■ **Task requirements**
The reply must repeat each entry exactly and contain no pictures.

======== Data extract ========

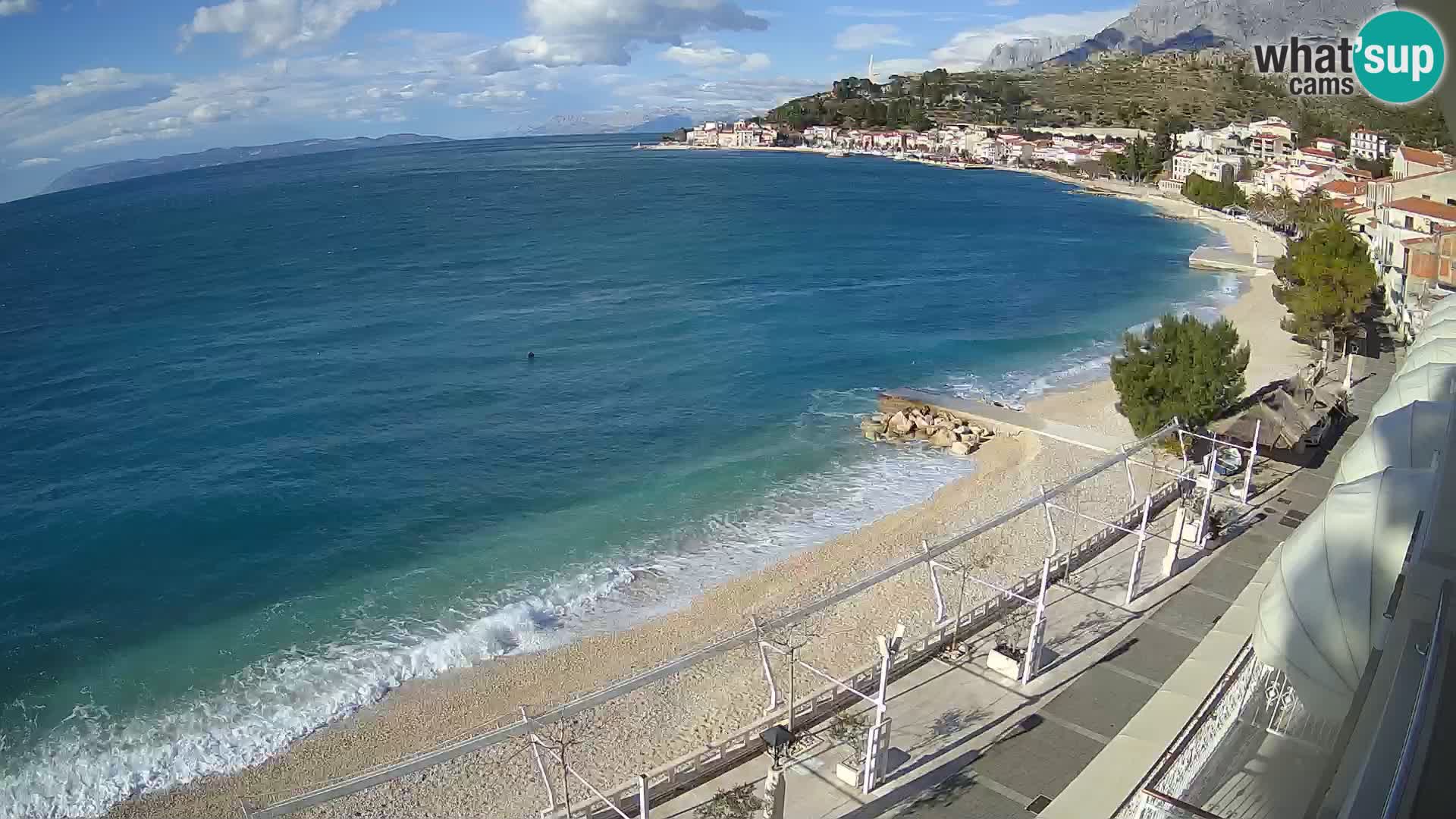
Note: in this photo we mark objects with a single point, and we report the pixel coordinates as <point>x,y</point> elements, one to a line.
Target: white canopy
<point>1402,438</point>
<point>1324,608</point>
<point>1436,330</point>
<point>1432,382</point>
<point>1442,309</point>
<point>1435,352</point>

========

■ **Solution to the exercise**
Note: in this photo we mark objects with a single point, and we report the pixel coordinates as <point>x,y</point> elements, one to a line.
Target: white canopy
<point>1402,438</point>
<point>1324,608</point>
<point>1436,330</point>
<point>1432,382</point>
<point>1442,309</point>
<point>1435,352</point>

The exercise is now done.